= Supplied material =
***

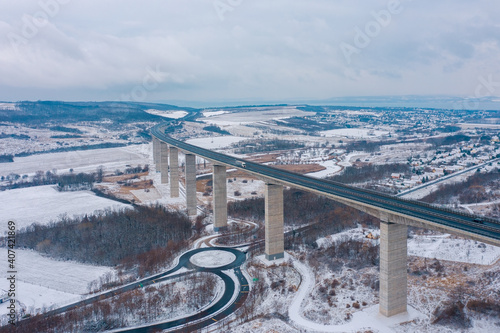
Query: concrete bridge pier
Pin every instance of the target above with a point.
(275, 238)
(155, 153)
(174, 172)
(164, 162)
(393, 274)
(191, 184)
(219, 197)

***

= Exercise =
Copy the material above in full and exactly, skipping pictures.

= Task solution =
Query: concrete bridge pier
Pin every instance of the target above with a point.
(275, 238)
(155, 153)
(174, 172)
(164, 162)
(393, 274)
(191, 184)
(219, 197)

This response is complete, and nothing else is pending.